■ THE REQUEST
Change "blonde" to "golden" in the items from the line with "One point per instance of the man's" to the line with "pixel 308 398", keeping everything else the same, and omit the pictures from what you return.

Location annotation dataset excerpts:
* * * *

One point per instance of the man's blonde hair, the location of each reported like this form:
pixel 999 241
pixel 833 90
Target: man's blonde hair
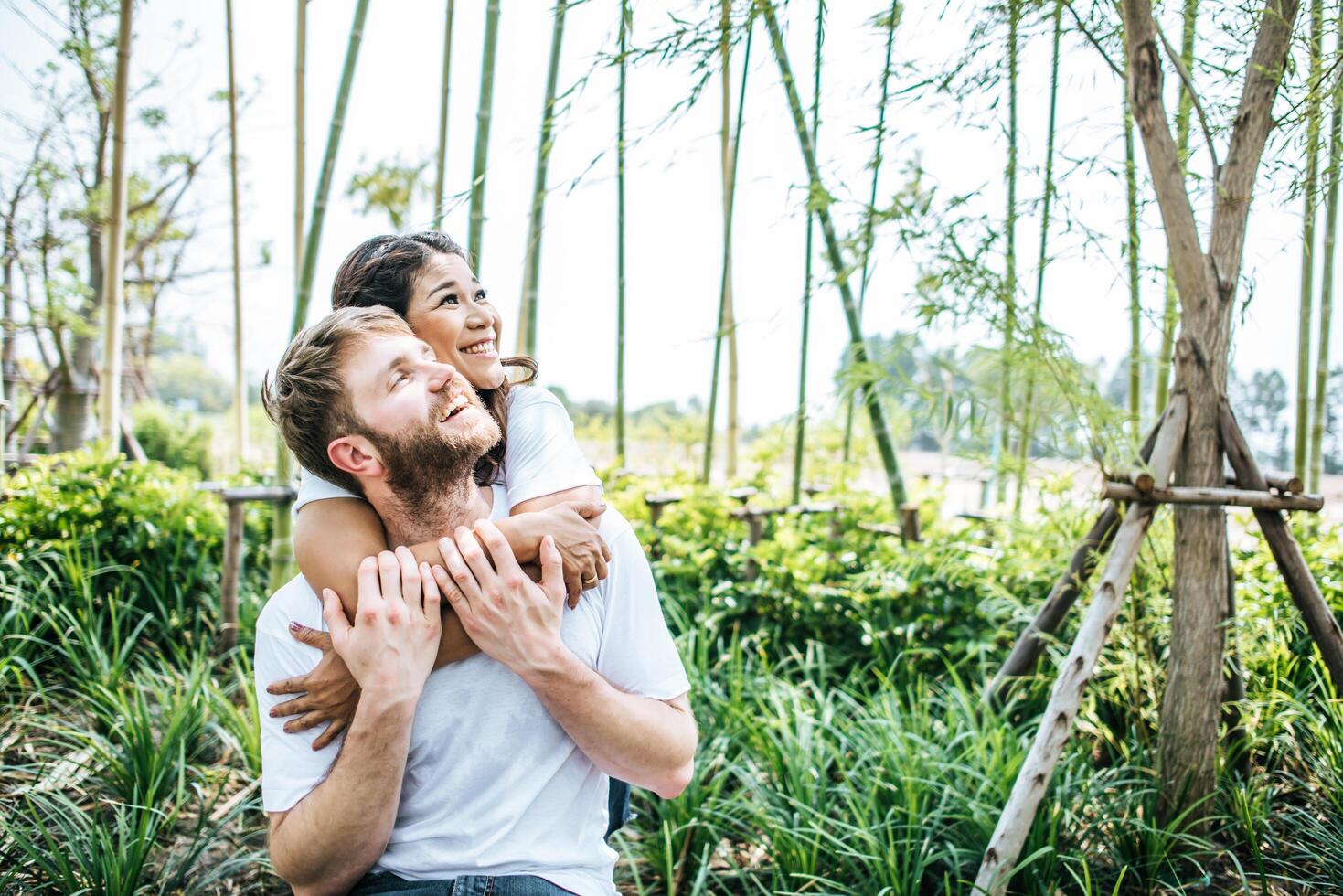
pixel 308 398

* * * *

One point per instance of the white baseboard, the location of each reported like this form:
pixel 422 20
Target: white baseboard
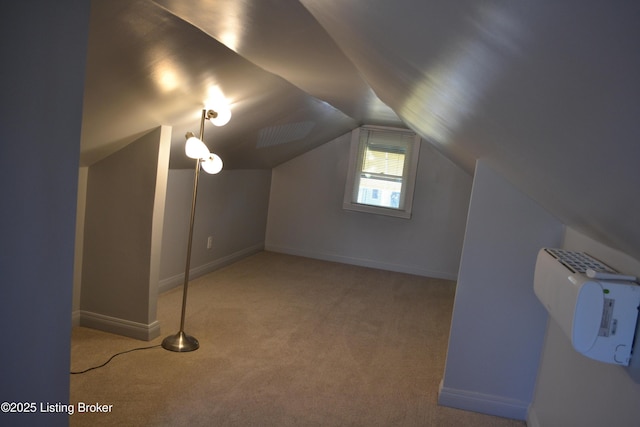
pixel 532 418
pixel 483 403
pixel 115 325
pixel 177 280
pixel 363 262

* * * *

■ THE REPLY
One point per instance of the man's golden hair, the location of each reported like this form:
pixel 999 241
pixel 833 90
Target: man's golden hair
pixel 308 398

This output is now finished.